---------- Data for this task
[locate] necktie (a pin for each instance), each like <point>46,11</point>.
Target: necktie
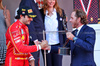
<point>75,32</point>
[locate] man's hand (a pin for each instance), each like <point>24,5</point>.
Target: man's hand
<point>70,36</point>
<point>37,42</point>
<point>44,44</point>
<point>32,63</point>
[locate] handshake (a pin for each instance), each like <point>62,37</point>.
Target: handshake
<point>44,44</point>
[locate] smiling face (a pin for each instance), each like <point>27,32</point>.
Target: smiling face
<point>50,3</point>
<point>26,20</point>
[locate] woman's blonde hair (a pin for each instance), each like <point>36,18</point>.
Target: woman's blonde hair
<point>1,6</point>
<point>56,6</point>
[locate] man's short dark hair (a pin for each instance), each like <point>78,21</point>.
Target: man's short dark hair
<point>80,13</point>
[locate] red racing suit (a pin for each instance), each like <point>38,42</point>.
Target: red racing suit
<point>17,40</point>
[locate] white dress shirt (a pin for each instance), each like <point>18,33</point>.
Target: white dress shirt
<point>51,24</point>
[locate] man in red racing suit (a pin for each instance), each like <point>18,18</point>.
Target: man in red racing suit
<point>17,40</point>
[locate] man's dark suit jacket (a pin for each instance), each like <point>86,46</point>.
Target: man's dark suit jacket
<point>36,26</point>
<point>82,50</point>
<point>62,36</point>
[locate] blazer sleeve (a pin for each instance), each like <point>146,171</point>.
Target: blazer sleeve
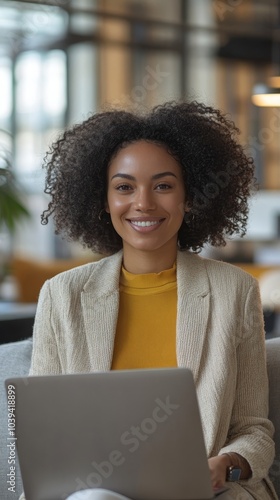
<point>45,357</point>
<point>251,432</point>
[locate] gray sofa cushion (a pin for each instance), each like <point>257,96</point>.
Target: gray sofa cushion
<point>273,367</point>
<point>14,361</point>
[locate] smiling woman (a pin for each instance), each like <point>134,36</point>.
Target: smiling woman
<point>146,205</point>
<point>151,190</point>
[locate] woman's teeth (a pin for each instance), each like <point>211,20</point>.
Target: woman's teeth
<point>144,223</point>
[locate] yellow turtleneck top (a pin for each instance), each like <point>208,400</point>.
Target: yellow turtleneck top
<point>146,328</point>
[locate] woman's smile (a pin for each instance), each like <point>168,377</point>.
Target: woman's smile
<point>145,224</point>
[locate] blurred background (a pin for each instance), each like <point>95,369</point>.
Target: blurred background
<point>61,60</point>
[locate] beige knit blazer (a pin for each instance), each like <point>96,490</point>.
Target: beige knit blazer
<point>219,336</point>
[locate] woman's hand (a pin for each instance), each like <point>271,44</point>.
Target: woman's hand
<point>218,470</point>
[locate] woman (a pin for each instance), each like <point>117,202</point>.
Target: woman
<point>150,191</point>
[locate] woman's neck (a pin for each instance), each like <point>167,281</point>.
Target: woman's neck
<point>143,262</point>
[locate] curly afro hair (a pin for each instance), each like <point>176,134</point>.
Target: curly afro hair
<point>218,176</point>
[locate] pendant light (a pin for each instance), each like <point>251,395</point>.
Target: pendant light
<point>268,95</point>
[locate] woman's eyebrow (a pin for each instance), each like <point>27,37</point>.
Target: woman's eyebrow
<point>132,178</point>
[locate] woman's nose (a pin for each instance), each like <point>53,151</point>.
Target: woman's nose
<point>144,200</point>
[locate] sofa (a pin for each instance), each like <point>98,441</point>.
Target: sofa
<point>15,361</point>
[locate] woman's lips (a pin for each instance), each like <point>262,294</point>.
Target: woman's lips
<point>145,225</point>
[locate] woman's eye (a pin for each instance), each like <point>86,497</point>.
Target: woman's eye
<point>123,187</point>
<point>163,186</point>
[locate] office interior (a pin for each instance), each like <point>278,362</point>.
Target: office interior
<point>62,60</point>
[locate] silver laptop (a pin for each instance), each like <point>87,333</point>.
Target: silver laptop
<point>136,432</point>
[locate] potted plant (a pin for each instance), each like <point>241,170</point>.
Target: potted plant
<point>12,208</point>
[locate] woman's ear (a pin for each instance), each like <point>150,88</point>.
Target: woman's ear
<point>187,207</point>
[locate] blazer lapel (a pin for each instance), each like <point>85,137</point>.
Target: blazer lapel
<point>192,310</point>
<point>100,304</point>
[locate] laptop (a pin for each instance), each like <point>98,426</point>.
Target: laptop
<point>136,432</point>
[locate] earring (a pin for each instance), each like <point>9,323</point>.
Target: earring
<point>188,217</point>
<point>101,218</point>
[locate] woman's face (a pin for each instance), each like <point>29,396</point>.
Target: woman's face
<point>146,197</point>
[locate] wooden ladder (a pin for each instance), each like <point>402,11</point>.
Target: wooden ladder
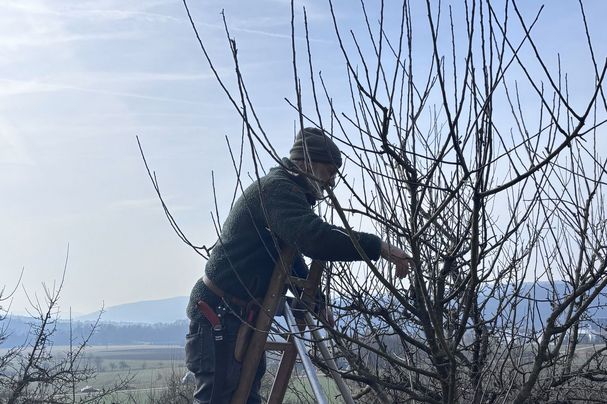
<point>294,344</point>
--------------------
• **Description of the task**: Retype every one of the records above word for word, leaving the pictures out.

• **Task answer**:
[locate] necktie (a pin for each instance), each like <point>46,11</point>.
Target: necktie
<point>75,32</point>
[locate] man's hand (a pin for each instance), each like <point>24,5</point>.
Target: man's hand
<point>70,36</point>
<point>37,42</point>
<point>44,44</point>
<point>32,63</point>
[locate] handshake (a pin for each instance), each like <point>62,37</point>.
Target: handshake
<point>44,44</point>
[locate] smiling face (a pin for each instance), each like <point>27,32</point>.
Target: smiling face
<point>50,3</point>
<point>26,20</point>
[locate] woman's blonde hair (a pin for each instance), each like <point>36,18</point>.
Target: woman's blonde hair
<point>1,6</point>
<point>56,6</point>
[locate] man's short dark hair (a pin for each instance), each like <point>78,21</point>.
Target: man's short dark hair
<point>80,13</point>
[locate] red racing suit (a pin for each instance), each like <point>38,42</point>.
Target: red racing suit
<point>17,40</point>
[locate] white dress shirt (a pin for each instance), each like <point>18,33</point>.
Target: white dress shirt
<point>51,24</point>
[locate] man in red racing suit (a pin for each instance), each like <point>18,18</point>.
Target: man in red racing suit
<point>17,40</point>
[locate] man's dark suit jacket (a pin for each instance), each like <point>86,46</point>.
Target: man's dark suit jacket
<point>36,26</point>
<point>82,50</point>
<point>62,36</point>
[locate] blazer sleeve (a pin for each instance), each like <point>146,171</point>.
Target: blazer sleeve
<point>45,357</point>
<point>251,432</point>
[locate] gray sofa cushion (a pin for each instance), each like <point>257,96</point>.
Target: gray sofa cushion
<point>273,367</point>
<point>14,361</point>
[locate] smiling woman (a pin for each instance), each like <point>134,36</point>.
Target: smiling woman
<point>146,205</point>
<point>151,190</point>
[locate] woman's teeth (a pin for each instance), each like <point>211,20</point>.
Target: woman's teeth
<point>144,223</point>
[locate] yellow turtleneck top (a pin for each instance), each like <point>208,400</point>.
Target: yellow turtleneck top
<point>146,328</point>
[locate] woman's smile (a pin for each instance), each like <point>168,377</point>.
Target: woman's smile
<point>145,224</point>
[locate] blurred background (a pin for each instance), each like <point>95,369</point>.
Target: blurred background
<point>61,60</point>
[locate] beige knit blazer (a pin for each instance), each like <point>96,490</point>.
Target: beige knit blazer
<point>219,336</point>
[locate] woman's hand (a pin for each instance), each like <point>271,44</point>.
Target: woman's hand
<point>218,470</point>
[locate] woman (a pin for each instance), each like <point>117,202</point>.
Target: woman
<point>150,191</point>
[locate] woman's neck (a pin for each instance), each like <point>167,281</point>.
Target: woman's neck
<point>143,262</point>
[locate] curly afro hair (a pin for each instance), each like <point>176,134</point>.
Target: curly afro hair
<point>218,176</point>
[locate] pendant light (a pin for each instance), each like <point>251,395</point>.
Target: pendant light
<point>268,95</point>
[locate] woman's eyebrow (a pin for each instance), each like <point>27,37</point>.
Target: woman's eyebrow
<point>132,178</point>
[locate] woman's nose (a pin for each instance), each like <point>53,151</point>.
Target: woman's nose
<point>144,200</point>
[locate] sofa (a pin for each instance), each like <point>98,441</point>.
Target: sofa
<point>15,361</point>
[locate] woman's lips (a pin for each instance), each like <point>262,294</point>.
Target: woman's lips
<point>145,225</point>
[locate] woman's eye (a pin for each instance), each like <point>86,497</point>.
Target: woman's eye
<point>123,187</point>
<point>163,186</point>
[locate] office interior (a pin for each instance), each like <point>278,362</point>.
Target: office interior
<point>62,60</point>
[locate] silver laptop (a pin for each instance), each like <point>87,333</point>.
Target: silver laptop
<point>136,432</point>
[locate] potted plant (a pin for each instance), each like <point>241,170</point>.
Target: potted plant
<point>12,208</point>
[locate] woman's ear (a pin for each instance), each like <point>150,88</point>.
Target: woman's ear
<point>187,207</point>
[locate] blazer lapel (a pin for each instance), each like <point>85,137</point>.
Target: blazer lapel
<point>192,310</point>
<point>100,304</point>
[locate] laptop (a pin for each instance), each like <point>98,426</point>.
Target: laptop
<point>136,432</point>
[locate] earring (a pin for each instance), each like <point>9,323</point>.
Target: earring
<point>188,217</point>
<point>101,218</point>
[locate] woman's face (a pin for each instance), each like <point>29,396</point>.
Target: woman's face
<point>146,197</point>
[locate] wooden ladder (a pin for each instance), each like <point>402,11</point>.
Target: wooden ladder
<point>294,344</point>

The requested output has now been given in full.